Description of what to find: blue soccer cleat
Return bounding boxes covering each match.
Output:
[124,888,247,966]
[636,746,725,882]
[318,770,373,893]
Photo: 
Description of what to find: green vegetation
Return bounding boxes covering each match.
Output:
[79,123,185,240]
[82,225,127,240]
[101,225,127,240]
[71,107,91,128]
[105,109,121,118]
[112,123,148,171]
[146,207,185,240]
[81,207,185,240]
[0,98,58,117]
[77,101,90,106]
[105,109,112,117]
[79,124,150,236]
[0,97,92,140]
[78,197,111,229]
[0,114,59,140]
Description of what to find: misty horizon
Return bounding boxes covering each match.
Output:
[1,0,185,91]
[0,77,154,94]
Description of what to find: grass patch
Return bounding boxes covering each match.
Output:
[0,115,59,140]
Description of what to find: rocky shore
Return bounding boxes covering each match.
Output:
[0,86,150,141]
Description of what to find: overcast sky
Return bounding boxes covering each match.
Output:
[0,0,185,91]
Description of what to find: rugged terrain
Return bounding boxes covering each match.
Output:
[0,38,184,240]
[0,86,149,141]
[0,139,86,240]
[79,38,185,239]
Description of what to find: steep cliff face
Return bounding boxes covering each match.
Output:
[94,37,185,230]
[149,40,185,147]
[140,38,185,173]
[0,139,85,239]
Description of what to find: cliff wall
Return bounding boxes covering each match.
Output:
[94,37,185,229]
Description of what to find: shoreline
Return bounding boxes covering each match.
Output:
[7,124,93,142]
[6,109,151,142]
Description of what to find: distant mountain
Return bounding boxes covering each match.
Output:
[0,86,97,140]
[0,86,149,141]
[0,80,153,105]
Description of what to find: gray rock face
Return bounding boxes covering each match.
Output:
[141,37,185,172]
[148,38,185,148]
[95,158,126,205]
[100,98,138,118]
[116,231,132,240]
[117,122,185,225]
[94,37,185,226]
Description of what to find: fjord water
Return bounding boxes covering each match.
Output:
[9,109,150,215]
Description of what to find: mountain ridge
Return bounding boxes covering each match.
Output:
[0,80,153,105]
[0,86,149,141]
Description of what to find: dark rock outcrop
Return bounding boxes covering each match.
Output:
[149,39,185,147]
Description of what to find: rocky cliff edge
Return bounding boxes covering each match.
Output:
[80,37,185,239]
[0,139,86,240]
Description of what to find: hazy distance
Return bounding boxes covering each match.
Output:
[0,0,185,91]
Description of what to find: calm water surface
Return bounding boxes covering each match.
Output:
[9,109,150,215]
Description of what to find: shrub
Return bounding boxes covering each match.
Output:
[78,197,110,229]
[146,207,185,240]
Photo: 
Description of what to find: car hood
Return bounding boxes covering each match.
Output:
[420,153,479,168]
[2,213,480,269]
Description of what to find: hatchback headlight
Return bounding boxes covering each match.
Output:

→ **Directions for this task**
Extract each line of the listing above, copying it word for word.

→ **Exercise answer**
Description of what to find: blue soccer cleat
Return bounding boxes covering each match.
Output:
[124,888,247,966]
[636,746,725,882]
[318,770,373,893]
Photo: 
Description of what to find: green vegetation
Return bounding boxes covering each match.
Output:
[79,123,185,240]
[82,225,127,240]
[101,225,127,240]
[71,107,91,128]
[105,109,121,118]
[112,123,148,171]
[146,207,185,240]
[81,207,185,240]
[0,98,58,117]
[77,101,90,106]
[105,109,112,117]
[79,124,150,236]
[0,97,92,140]
[78,197,111,229]
[0,114,59,140]
Description of what to find: misty horizon
Return bounding boxes covering each match.
Output:
[1,0,185,91]
[0,77,154,94]
Description of what to find: grass patch
Return bounding boxes covering each match.
Output:
[0,115,59,140]
Description of what to find: rocky shore
Return bounding boxes covering each match.
Output:
[0,86,150,141]
Description of what to find: overcast sky
Return bounding boxes covering each match.
Output:
[0,0,185,91]
Description of what to find: rugged terrain
Return bounding boxes covering each match.
Output:
[0,38,184,240]
[0,86,149,141]
[0,139,86,240]
[79,38,185,239]
Description of what to find: steep cliff face
Return bounding boxes covering each match.
Output:
[94,37,185,230]
[149,40,185,147]
[140,38,185,173]
[0,139,85,239]
Description of what to find: cliff wall
Return bounding boxes covering each match.
Output:
[94,37,185,229]
Description of what to find: shoreline
Return bounding boxes covering each match.
Output:
[7,124,93,142]
[6,109,151,142]
Description of what to find: distant mountain
Return bounding boxes covering each match.
Output:
[0,86,97,140]
[0,86,149,141]
[0,80,153,105]
Description of what to find: gray rock face
Return bounding boxes covering each match.
Output:
[141,37,185,172]
[148,38,185,148]
[95,158,126,205]
[100,98,138,118]
[116,231,132,240]
[117,122,185,225]
[94,37,185,226]
Description of what to find: fjord water
Return bounding boxes covering each match.
Output:
[9,109,150,215]
Description of what to find: mountain ridge
Return bounding boxes covering each match.
Output:
[0,80,153,105]
[0,86,149,141]
Description of what to find: dark rock outcrop
Return bounding boxes covering each match.
Output:
[149,39,185,147]
Description of what to find: rocky cliff edge
Return bounding boxes covering each match.
Output:
[80,37,185,239]
[0,139,86,240]
Description of what to find: hazy distance
Return bounding boxes covering each match.
Output:
[0,0,185,91]
Description of what to find: calm water surface
Return bounding boxes covering each match.
Output:
[9,109,150,215]
Description of what to find: shrub
Return bounding boxes covering each match.
Output:
[78,197,110,229]
[146,207,185,240]
Photo: 
Description of what to find: car hood
Return bounding boxes covering each match.
Output:
[420,153,479,168]
[2,213,480,269]
Description of what to find: hatchback headlight
Return bounding boxes covering each match.
Output:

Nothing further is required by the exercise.